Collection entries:
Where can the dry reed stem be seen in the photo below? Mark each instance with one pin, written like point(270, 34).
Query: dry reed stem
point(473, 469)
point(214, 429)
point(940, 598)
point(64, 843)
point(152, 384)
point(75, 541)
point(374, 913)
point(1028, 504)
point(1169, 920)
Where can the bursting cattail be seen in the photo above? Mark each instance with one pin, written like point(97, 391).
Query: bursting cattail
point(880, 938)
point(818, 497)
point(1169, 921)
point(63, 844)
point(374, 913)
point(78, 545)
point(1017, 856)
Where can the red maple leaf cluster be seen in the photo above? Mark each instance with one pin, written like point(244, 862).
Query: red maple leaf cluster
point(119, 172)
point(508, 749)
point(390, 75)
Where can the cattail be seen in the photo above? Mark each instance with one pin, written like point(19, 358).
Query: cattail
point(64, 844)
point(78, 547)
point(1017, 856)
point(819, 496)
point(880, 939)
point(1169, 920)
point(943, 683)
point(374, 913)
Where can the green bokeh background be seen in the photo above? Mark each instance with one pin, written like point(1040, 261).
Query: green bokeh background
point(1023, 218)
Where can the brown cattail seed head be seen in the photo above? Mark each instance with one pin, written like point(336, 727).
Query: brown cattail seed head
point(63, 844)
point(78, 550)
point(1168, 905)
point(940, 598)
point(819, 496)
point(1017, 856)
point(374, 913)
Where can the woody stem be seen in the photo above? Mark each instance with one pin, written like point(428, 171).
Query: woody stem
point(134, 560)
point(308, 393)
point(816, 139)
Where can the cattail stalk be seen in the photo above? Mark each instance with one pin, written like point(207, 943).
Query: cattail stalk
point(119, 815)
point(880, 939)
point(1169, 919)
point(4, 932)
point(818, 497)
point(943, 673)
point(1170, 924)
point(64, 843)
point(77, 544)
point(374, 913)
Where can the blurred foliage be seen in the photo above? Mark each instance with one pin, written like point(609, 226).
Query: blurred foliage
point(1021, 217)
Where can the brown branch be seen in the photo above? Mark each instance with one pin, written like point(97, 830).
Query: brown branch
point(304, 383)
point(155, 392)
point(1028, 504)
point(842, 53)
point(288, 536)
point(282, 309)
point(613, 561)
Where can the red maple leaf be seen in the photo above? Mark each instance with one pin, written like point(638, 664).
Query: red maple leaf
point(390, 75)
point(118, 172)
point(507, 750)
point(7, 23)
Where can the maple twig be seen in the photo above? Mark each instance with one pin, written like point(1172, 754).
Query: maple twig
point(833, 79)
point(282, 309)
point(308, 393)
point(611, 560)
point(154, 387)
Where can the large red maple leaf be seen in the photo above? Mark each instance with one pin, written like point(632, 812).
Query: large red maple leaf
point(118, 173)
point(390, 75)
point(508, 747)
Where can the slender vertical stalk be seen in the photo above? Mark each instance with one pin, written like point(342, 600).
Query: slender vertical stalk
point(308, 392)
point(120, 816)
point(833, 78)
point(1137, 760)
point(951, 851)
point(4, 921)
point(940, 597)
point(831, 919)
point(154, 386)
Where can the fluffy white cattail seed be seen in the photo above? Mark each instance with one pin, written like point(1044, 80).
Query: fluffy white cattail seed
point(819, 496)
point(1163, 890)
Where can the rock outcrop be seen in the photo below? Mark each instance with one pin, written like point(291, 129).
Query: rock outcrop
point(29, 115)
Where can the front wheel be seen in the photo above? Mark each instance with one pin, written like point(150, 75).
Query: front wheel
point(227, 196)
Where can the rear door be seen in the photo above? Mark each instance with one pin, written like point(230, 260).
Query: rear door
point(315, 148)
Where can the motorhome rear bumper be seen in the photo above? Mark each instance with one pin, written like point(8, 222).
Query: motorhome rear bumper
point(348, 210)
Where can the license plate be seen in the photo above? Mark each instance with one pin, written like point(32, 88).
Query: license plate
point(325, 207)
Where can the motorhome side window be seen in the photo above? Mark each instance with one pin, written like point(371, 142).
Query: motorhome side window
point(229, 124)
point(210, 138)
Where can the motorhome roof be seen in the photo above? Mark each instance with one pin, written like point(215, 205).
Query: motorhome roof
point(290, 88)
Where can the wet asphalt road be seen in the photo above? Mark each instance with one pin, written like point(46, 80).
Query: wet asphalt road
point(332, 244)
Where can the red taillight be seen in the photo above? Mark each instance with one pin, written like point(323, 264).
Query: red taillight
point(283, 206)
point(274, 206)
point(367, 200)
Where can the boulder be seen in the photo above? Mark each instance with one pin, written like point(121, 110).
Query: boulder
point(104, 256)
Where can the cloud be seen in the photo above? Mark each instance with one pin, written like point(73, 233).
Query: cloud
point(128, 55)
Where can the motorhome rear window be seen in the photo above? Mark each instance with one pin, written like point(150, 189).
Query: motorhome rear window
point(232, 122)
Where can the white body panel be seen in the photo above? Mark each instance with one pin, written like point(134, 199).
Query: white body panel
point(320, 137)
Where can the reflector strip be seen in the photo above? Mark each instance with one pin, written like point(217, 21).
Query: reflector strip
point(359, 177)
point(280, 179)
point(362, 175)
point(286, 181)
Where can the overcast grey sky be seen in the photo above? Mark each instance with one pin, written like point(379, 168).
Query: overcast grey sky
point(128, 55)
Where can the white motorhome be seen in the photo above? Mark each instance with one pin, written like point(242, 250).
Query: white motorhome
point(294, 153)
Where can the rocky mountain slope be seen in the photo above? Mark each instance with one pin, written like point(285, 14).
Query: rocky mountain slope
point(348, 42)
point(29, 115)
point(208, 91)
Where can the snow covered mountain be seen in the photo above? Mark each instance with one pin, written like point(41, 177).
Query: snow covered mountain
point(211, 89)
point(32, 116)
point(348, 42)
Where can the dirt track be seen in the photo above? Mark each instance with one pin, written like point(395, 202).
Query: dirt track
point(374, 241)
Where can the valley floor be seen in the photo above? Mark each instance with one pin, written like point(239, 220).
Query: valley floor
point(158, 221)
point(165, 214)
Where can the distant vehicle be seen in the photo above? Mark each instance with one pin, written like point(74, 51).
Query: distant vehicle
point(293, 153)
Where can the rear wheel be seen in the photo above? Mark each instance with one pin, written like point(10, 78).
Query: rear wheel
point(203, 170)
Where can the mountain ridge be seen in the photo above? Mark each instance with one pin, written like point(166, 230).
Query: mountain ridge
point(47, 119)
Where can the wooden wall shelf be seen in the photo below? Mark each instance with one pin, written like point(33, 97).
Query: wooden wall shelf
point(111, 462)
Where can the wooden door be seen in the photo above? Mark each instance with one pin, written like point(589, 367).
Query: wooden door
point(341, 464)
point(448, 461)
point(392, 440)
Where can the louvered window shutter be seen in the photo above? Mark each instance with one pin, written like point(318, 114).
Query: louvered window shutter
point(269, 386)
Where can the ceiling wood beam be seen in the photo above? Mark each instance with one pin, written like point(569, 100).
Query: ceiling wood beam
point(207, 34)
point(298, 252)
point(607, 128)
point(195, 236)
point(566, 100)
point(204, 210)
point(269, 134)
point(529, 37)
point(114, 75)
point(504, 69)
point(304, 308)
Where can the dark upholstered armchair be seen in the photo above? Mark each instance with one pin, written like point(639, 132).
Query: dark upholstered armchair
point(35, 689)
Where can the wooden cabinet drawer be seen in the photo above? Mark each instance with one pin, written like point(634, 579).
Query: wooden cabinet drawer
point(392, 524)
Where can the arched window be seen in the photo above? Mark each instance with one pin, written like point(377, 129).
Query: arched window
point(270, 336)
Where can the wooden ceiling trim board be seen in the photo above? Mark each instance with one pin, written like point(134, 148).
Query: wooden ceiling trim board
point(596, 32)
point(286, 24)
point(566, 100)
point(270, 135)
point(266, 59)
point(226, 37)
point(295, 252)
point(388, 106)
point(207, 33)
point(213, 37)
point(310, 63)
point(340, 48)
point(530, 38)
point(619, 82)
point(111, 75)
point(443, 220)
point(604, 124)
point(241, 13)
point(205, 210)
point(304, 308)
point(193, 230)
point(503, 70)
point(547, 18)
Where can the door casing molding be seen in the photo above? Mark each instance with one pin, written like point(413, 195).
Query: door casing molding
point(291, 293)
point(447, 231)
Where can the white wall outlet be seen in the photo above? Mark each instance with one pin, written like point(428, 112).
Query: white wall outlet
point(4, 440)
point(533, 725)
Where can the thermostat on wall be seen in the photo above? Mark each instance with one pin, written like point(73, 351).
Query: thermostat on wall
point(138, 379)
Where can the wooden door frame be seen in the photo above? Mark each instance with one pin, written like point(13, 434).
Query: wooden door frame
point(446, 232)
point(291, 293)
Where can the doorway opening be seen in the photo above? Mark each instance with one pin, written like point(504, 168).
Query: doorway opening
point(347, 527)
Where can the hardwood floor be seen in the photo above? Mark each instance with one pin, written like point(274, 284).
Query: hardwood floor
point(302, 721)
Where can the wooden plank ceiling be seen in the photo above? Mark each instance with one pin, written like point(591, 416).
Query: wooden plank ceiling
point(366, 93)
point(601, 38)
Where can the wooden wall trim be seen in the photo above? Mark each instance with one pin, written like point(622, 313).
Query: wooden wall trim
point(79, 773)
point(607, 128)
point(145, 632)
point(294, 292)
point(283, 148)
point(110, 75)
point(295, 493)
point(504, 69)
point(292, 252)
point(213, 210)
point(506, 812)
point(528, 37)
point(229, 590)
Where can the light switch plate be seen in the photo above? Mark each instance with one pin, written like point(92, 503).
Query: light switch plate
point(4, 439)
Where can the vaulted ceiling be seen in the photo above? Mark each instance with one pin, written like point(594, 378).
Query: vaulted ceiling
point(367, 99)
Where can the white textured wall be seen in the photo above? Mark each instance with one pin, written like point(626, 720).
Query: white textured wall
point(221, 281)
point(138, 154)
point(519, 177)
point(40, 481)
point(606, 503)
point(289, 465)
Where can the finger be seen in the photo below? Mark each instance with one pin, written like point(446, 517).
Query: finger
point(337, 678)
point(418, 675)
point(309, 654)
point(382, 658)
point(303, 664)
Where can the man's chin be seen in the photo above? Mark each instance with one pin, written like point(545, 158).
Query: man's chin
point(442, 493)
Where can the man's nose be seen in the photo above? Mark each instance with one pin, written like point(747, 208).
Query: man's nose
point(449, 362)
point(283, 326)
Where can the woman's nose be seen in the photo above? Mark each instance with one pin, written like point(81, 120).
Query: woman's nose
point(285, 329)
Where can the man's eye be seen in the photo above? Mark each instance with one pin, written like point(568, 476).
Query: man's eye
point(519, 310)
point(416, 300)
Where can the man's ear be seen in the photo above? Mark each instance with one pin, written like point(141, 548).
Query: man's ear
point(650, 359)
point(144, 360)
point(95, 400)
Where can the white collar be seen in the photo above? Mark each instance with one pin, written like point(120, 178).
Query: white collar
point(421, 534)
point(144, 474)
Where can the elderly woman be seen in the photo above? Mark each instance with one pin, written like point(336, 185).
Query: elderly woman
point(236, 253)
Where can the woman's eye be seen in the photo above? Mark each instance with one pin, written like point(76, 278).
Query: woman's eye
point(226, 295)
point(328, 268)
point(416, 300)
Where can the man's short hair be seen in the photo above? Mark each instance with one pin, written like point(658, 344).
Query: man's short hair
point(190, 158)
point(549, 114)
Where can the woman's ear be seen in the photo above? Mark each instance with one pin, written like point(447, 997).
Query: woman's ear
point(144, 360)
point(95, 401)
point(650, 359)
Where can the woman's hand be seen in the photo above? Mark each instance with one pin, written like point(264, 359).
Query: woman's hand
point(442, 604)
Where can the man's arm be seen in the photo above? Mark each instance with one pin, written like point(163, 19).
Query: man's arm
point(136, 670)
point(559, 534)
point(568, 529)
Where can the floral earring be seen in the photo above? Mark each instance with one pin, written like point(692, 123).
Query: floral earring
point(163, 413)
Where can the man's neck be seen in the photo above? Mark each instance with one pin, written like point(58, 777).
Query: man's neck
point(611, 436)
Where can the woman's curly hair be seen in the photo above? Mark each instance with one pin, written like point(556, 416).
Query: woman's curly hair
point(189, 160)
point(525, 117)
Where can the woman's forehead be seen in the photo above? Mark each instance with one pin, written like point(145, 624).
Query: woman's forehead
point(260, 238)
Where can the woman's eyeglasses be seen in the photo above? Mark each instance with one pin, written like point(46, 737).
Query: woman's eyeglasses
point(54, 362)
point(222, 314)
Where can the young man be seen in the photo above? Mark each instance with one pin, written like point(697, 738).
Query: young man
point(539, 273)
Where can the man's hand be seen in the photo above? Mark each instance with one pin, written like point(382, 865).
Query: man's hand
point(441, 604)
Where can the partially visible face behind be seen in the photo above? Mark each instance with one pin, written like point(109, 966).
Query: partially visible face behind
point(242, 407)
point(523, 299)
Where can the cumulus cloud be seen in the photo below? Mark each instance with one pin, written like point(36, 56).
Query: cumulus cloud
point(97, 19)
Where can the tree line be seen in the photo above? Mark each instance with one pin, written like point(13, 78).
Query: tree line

**DIRECTIVE**
Copy everything from the line containing "Where can the mountain" down to the line containing "point(47, 119)", swapping "mountain ridge" for "rocky ridge" wherever it occurs and leaving the rest untouched.

**RESPONSE**
Where can the rocky ridge be seen in the photo above? Mark each instance with one pin, written like point(166, 230).
Query: rocky ridge
point(47, 119)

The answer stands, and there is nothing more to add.